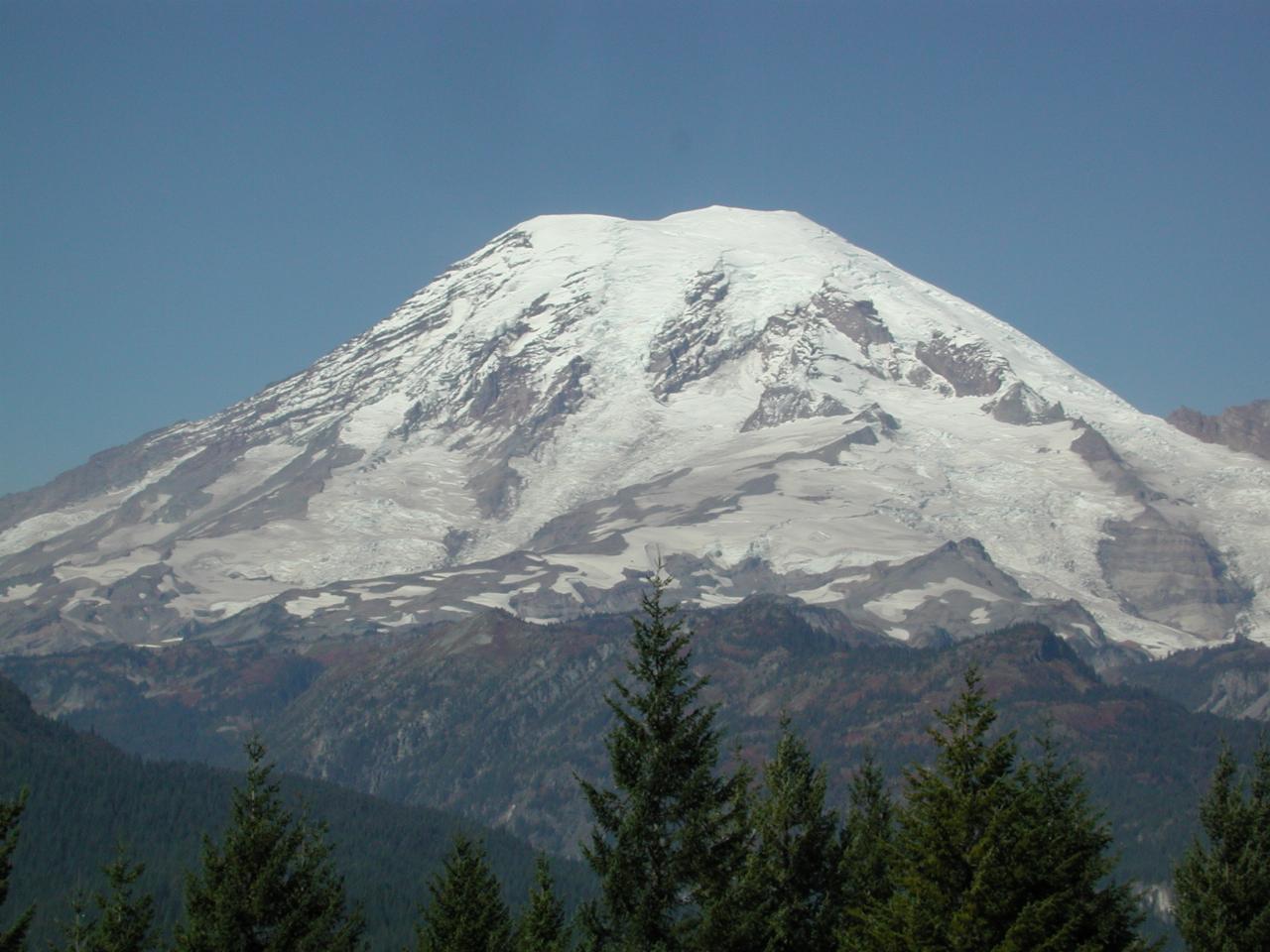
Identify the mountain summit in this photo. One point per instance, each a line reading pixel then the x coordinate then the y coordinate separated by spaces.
pixel 744 395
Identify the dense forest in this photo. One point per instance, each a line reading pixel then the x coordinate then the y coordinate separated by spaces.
pixel 996 844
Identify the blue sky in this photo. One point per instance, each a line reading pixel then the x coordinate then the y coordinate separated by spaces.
pixel 200 198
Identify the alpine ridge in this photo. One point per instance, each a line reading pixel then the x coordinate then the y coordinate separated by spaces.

WHAT IS ASKED = Reproduce verbatim the lines from the one containing "Identify the blue" through the end of the material, inclusive.

FULL OUTPUT =
Identify the blue sky in this photo. One point per instance, each a line reading pixel then the x coordinate then the y coordinate separated by spaces.
pixel 200 198
Identify the alpine ridge in this photo. One point per instance, each a line reading pixel then the x coordinate then the y coordinate separated by spaces.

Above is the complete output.